+++ DOCUMENT EXCERPT

During WWI, men considered too afraid to enlist were given white feathers by those disapproving of their cowardice. Also common were boys too young to join up lying about their ages so they could experience the excitement of battle. Then there were the hundreds who were killed for desertion and cowardice in the face of the enemy. These young men suffered from PTSD, an ailment not understood or acknowledged until well after the war was over.

A cast of nine tells the story of 16-year-old Harry Briggs, who cheerfully joins up to escape humdrum village life, and his sister Georgina’s search for the truth of what really happened to her kid brother out on the front. Whilst trying to clear his name, she discovers hidden secrets of her fellow Suffolk villagers, learning more than she bargained for. Spanning several decades and touching on a wide range of issues including homosexuality, shellshock, the class system and the reality of life in the trenches, The White Feather is an intimate, provincial musical with a sturdy first act and excellent music, that reflects the close-knit and often overbearing aspect of life in a small place during wartime. The second act, shorter but covering a much longer period of time, is rather choppy and introduces an interesting subplot but too late to for much development.

++++++
+++ SUPPLIED MATERIAL

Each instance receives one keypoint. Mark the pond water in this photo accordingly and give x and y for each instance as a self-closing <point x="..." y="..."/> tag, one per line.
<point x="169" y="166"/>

++++++

WRITTEN TASK 1 - Reproduce the review word for word, starting with "During WWI, men" and going on through "war was over.".
WRITTEN TASK 2 - Summarize the review in two sentences.
None of the data is needed here.

REPLY 1 -
During WWI, men considered too afraid to enlist were given white feathers by those disapproving of their cowardice. Also common were boys too young to join up lying about their ages so they could experience the excitement of battle. Then there were the hundreds who were killed for desertion and cowardice in the face of the enemy. These young men suffered from PTSD, an ailment not understood or acknowledged until well after the war was over.

REPLY 2 - During World War I, men judged too afraid to enlist were handed white feathers, underage boys lied about their ages to join up, and hundreds of young men suffering from then-unrecognized PTSD were killed for desertion and cowardice. The White Feather, a musical with a cast of nine, follows Georgina's search for the truth about what happened to her 16-year-old brother Harry at the front, and it has a sturdy first act and excellent music, but its shorter second act is rather choppy.